══ Selected text ══

Emirates celebrates the arrival of its inaugural flight from Dubai International Airport (DXB) to Fort Lauderdale-Hollywood International Airport (FLL), marking the launch of their eleventh U.S. gateway on Thursday, Dec. 15, 2016, in Fort Lauderdale, Fla. (Jesus Aranguren/AP Images for Emirates Airline)

MIAMI – Emirates Group has recorded profits of US$456m in its 2019-2020 annual report, resulting in a 28% jump from last year.

Specifically, Emirates (EK) reported a US$288m profit, a 21% increase from last year’s reported profits, despite its revenue declining by 6% to US$25.1b due to the 45-day closure of DXB runway in Q1 and the temporary suspension of passenger flights due to travel restrictions.

Even though the group revenue totaled US$28.3b, a decline of 5% from last year, its cash balance registered a 15% increase of about US$7b in comparison with 2019, as the conglomerate took decisions regarding lower fuel costs and strong business performance since February 2020.

═══
══ Excerpted data ══

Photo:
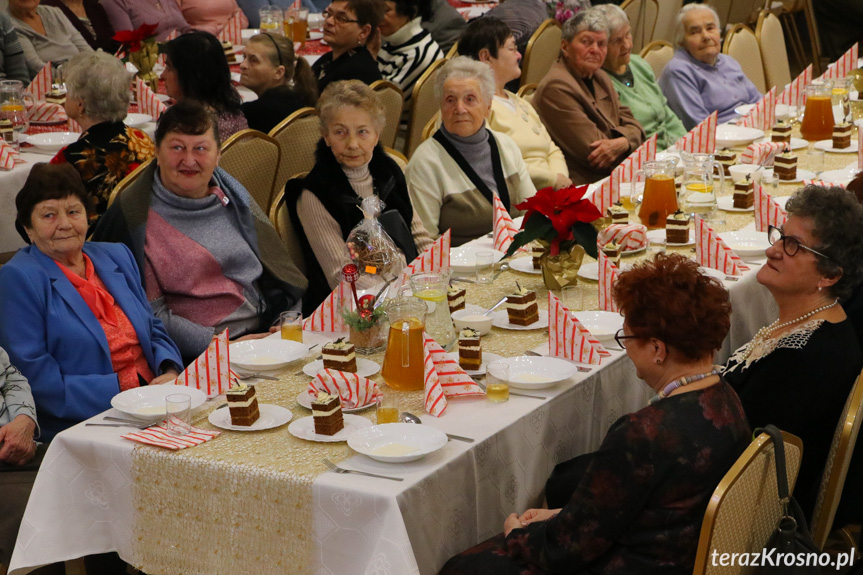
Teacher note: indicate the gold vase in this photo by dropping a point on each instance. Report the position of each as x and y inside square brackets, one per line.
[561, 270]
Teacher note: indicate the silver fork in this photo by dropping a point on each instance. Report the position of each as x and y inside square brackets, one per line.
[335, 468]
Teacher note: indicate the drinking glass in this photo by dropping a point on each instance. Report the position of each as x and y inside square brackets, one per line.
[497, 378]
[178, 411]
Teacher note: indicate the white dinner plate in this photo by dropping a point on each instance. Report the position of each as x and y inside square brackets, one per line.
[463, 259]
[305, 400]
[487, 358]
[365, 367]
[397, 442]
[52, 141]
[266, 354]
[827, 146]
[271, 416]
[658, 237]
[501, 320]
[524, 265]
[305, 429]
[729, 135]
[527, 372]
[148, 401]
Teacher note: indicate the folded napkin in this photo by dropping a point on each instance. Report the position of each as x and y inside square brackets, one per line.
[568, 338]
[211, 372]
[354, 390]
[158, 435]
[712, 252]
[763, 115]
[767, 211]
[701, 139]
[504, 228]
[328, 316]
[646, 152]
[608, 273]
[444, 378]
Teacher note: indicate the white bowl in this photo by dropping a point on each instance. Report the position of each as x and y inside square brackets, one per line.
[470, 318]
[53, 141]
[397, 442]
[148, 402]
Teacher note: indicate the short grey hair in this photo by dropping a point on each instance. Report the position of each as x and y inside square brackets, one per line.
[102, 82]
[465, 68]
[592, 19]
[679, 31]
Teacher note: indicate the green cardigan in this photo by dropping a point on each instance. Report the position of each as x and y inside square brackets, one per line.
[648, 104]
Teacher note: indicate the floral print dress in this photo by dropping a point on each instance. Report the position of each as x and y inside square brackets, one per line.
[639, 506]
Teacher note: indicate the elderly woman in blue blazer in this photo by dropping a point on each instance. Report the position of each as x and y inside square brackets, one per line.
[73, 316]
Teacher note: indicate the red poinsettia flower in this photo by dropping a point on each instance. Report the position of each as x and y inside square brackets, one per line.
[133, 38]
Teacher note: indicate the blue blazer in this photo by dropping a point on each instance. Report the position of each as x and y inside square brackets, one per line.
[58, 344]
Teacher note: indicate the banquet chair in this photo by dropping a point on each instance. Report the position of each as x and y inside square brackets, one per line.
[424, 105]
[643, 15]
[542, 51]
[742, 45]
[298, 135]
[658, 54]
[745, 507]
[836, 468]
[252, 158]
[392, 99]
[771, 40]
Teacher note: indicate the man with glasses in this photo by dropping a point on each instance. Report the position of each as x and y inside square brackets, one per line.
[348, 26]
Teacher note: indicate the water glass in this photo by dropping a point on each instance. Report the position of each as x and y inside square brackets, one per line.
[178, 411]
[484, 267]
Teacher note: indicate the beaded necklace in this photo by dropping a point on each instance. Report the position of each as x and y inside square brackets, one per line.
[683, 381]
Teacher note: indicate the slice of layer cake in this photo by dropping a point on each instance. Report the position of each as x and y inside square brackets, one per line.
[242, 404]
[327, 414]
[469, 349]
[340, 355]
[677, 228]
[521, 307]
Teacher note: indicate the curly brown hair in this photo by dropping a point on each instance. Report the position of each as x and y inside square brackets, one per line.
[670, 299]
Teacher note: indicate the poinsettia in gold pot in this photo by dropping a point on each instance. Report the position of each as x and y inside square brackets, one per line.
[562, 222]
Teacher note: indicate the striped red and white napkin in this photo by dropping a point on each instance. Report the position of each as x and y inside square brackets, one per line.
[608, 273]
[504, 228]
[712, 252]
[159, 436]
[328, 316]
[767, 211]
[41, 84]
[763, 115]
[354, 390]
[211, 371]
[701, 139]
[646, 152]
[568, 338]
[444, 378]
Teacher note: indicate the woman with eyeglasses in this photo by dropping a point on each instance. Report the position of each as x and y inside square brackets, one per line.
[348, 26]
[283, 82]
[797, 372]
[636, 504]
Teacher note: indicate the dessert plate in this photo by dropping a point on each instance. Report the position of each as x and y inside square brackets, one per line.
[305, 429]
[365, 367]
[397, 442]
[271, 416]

═══

- _What is being asked_: Please continue the report on Emirates Group's 2019-2020 annual results, starting right after its final sentence.

- _Result of the task_:
2019-2020 report: item by item

His Highness Sheikh Ahmed bin Saeed Al Maktoum, CEO of the Group said that even without a pandemic, the industry had always been vulnerable to a multitude of external factors. As an example, the company also saw its capacity diminished to 59bn ATKM (Available Tonne Kilometres).

Trying to maintain its liquidity position, the Dubai-based conglomerate did not declare its dividends to the Investment Corporation of Dubai, a figure which was about US$136m in 2019.

Despite the worsening of the aviation industry, the group said that its total workforce is 105,730 strong, divided over its more than 120 subsidiaries and that despite the crisis, its aircraft fleet size remains unchanged, as it already ordered 50 A350 XWB and 30 Boeing 787 Dreamliners in 2019.

Further, the 2019-2020 report shows that the group collectively invested US$3.2b in new aircraft and equipment, acquisition of companies and modern facilities with new technologies and employee initiatives, decisions that influenced last year’s US$ 3.9b investment expenditure record.

Even though the company will also invest resources on community support, environmental initiatives, and aviation innovation programs that would help with the industry’s recovery, Al Maktoum warned of an adverse situation on the Group’s 2020-2021 performance.

“We expect it will take 18 months at least, before travel demand returns to a semblance of normality. In the meantime, we are actively engaging with regulators and relevant stakeholders, as they work to define standards to ensure the health and safety of travellers and operators in post-pandemic.”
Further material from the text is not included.